• [原文]:
★ ★ ★ ★
図3Aは、対象A~Fのためのモデル位置を表している。また、モデル位置は、対象A~Fのための基準テンプレートと同じ位置であってもよく、
図3Bに示されているように対象A~Fのあらゆるシフトを解析するために使用することができる。
図3Bでは、対象のうちの多くがそれらの初期XY位置からシフトしており、また、原点Oに対するアスタリスクおよびプラス符号の新しい位置によって立証されているように、対象の配向も同じく変化している。配向マーク314B、314Bは単なる例にすぎず、他の配向マークを使用して配向を決定し、また、期待される配向または初期配向からの回転の程度を決定することも可能である。いくつかの実施形態では、対象の特徴を使用して対象の配向を決定することができる。基板上の対象は、同じタイプの対象であっても、あるいは異なるタイプの対象であってもよいことに留意されたい。
【0035】
本明細書において開示されているように、いくつかの実施形態では、人工知能を使用して対象を検出し、対象タイプを分類し、対象のための画像化アラインメント位置を識別し、開始走査位置を識別し、対象のX、Yおよびθ座標を決定し、および/または基板上の個々の対象のX、Y、θ座標を予測することができる。人工知能アルゴリズムは、機械学習、隠れマルコフモデル、回帰型ニューラルネットワーク、畳み込みニューラルネットワーク、ベイズ記号法、敵対的生成ネットワーク、サポートベクターマシン、画像レジストレーション法、応用機械学習技法、応用ルールベースシステムおよび/または任意の他の適切な人工知能アルゴリズムのうちの1つまたは複数を、単独または組み合わせて含むことができる。このようなアルゴリズム、ネットワーク、機械およびシステムは、任意の「人工知能を使用して対象を自動的に検出するための手段」に関して使用される構造の例を提供する。
★ ★ ★ ★
• [収集データ]:
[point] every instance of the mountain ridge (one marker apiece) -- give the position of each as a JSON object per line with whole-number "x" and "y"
★ ★ ★ ★
• [課題]:
A: 原文によると、図3Bで対象の配向も変化していることは何によって立証されていますか。1～3文で説明してください。
B: 原文で、いくつかの実施形態において人工知能を使用して行うことができるとされている処理をすべて挙げてください。
C: 原文の「図3Bでは、対象のうちの多く」から「てもよいことに留意されたい。」までの部分を、「アスタリスク」を「星印」に置き換えて書き直してください。

• [解答]:
A: 原点Oに対するアスタリスクおよびプラス符号の新しい位置によって立証されています。

B:
- 対象を検出する
- 対象タイプを分類する
- 対象のための画像化アラインメント位置を識別する
- 開始走査位置を識別する
- 対象のX、Yおよびθ座標を決定する
- 基板上の個々の対象のX、Y、θ座標を予測する

C:
図3Bでは、対象のうちの多くがそれらの初期XY位置からシフトしており、また、原点Oに対する星印およびプラス符号の新しい位置によって立証されているように、対象の配向も同じく変化している。配向マーク314B、314Bは単なる例にすぎず、他の配向マークを使用して配向を決定し、また、期待される配向または初期配向からの回転の程度を決定することも可能である。いくつかの実施形態では、対象の特徴を使用して対象の配向を決定することができる。基板上の対象は、同じタイプの対象であっても、あるいは異なるタイプの対象であってもよいことに留意されたい。